▶ **Extrait du texte**
----
Délabrement

Ce cliché de Robert Paul [RMN21] date de 1892. Il montre le portail et derrière l’aile droite de l’hôtel Raoul.
Les terrasses sont ornées de statues et bordées de colonnades. Son état est encore majestueux.

Les habitants de l’immeuble nous sont connus grâce aux recensements de populations, aux listes électorales, aux annuaires du téléphone. Entre 1926 et 1946, le nombre total d’habitants de l’immeuble s’accroît de 47 à 58 personnes, tandis que le nombre de familles passe de 18 à 21. Plus de la moitié de ces 18 des familles demeurant au 6, rue Beautreillis, en 1926 se retrouvent tout au long de ses vingt années pourtant mouvementées, dont le couple de concierge, les Cottel. La mixité sociale est encore bien présente avec des artistes (sculpteur, musiciens), des intellectuels, plusieurs administrateurs ou entrepreneurs, mais aussi des électriciens, des couturières, des bijoutiers, des employées et un gardien de la paix. Pourtant une profession disparaît dans ces vingt années : les bonnes ; si elles étaient quatre présentent dans trois familles en 1926, il n’y a en plus aucune à vivre dans l’immeuble en 1946. Deux familles étrangères : les Kaltenmark originaires de Tchécoslovaquie dont l’époux est journaliste, l’épouse égyptologue et le fils Maxime deviendra un spécialiste des philosophies chinoises, et les Molinari, bijoutiers, qui viennent d’Italie.

Marcel Bovis prend cette photo en 1942 et saisit le bassin, orné d’une statue de femme qui décorait le jardin coté Petit-Musc et qui semble assez bien entretenu L’Allégorie de la Source, puisque c’est son nom, est une œuvre de Jean-François Étienne Gossin (1799-1867) créée en 1837. Lors de la démolition de l’hôtel Raoul, une collectionneuse passionnée du patrimoine du vieux Paris, Roxane Debuisson, sauva cette statue.

Tout en restant la propriété des héritiers de Jean-Louis Raoul, les outrages temps faisant leurs œuvres, notre bel hôtel devient ce qui est décrit en 1959 en ces termes : « des bâtiments vétustes comportant 23 logements au sujet desquels a été pris le 14 septembre 1953 un Arrêté Préfectoral établi en application de la loi du 1er septembre 1948 et autorisant conditionnellement la démolition. »
----
▶ **Relevé des données**
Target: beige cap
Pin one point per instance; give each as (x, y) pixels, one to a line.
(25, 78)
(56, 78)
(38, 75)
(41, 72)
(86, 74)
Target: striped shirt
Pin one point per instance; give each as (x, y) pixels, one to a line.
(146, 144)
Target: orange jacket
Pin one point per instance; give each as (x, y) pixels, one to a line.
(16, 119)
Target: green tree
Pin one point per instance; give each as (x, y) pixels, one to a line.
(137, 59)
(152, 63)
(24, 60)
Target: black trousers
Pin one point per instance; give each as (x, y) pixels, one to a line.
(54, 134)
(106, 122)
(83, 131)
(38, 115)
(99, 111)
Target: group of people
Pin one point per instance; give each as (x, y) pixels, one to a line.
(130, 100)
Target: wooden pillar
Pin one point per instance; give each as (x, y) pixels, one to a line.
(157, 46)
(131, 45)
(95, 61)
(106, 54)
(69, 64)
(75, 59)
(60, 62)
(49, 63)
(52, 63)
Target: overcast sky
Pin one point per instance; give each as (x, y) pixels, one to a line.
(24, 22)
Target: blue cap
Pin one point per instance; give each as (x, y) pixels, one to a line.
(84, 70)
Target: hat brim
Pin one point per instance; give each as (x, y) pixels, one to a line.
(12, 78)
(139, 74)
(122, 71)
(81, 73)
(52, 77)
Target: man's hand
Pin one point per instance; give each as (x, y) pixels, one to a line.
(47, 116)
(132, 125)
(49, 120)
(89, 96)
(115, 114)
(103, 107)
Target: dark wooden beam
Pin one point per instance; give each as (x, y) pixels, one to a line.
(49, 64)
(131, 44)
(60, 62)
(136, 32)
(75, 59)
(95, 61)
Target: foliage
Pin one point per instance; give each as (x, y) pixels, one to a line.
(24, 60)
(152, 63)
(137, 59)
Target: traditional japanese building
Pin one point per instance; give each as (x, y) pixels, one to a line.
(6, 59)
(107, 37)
----
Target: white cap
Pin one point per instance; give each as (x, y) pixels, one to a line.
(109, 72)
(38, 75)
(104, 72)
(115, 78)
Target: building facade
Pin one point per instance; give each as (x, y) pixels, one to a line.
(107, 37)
----
▶ **Énoncé 1**
Reproduisez fidèlement le passage du texte sur l’hôtel Raoul qui commence par « Délabrement » et se termine par « est encore majestueux. ».
▶ **Énoncé 2**
Poursuivez le texte sur l’hôtel Raoul de la rue Beautreillis à partir de l’endroit où il s’arrête.
Le matériel fourni n’intervient en rien dans ce qui est demandé ici.

▶ **Réponse 1**
Délabrement

Ce cliché de Robert Paul [RMN21] date de 1892. Il montre le portail et derrière l’aile droite de l’hôtel Raoul.
Les terrasses sont ornées de statues et bordées de colonnades. Son état est encore majestueux.

▶ **Réponse 2**
Vue de la cour de l’Hôtel Raoul peu de temps avant sa destruction. À droite du cliché l’arrière du portail, la voute permet de communiquer avec la basse-cour. L’aile côté Beautreillis est surmontée de la terrasse à balustrade ornée d’un angelot en son coin. [Phi21]

Les photos prises en 1959-1960 et conservées aux archives de Paris dans le dossier pour le permis de construire montrent l’aspect de l’hôtel Raoul côté rue Beautreillis peu de temps avant sa démolition ; au-dessus d’un long et haut mur aveugle (incluant totalement le portail) apparaissent les façades d’un haut immeuble (4 étages) sans grâce, et ayant apparemment une disposition analogue à celle de l’hôtel Raoul. On est si loin de la gravure reproduite ci-dessus que l’on peut s’interroger sur les transformations entre ces deux vues prises du même point. Sur une autre photographie, on s’aperçoit que l’ancien bâtiment comportait aussi une aile s’appuyant sur l’immeuble XVIIe au 4 rue Beautreillis.

Le fameux portail de l’hôtel Raoul vers 1960 inclus dans le mur fermant la cour d’entrée.
Une image à comparer avec la gravure du XIXè pour y déceler les ajouts.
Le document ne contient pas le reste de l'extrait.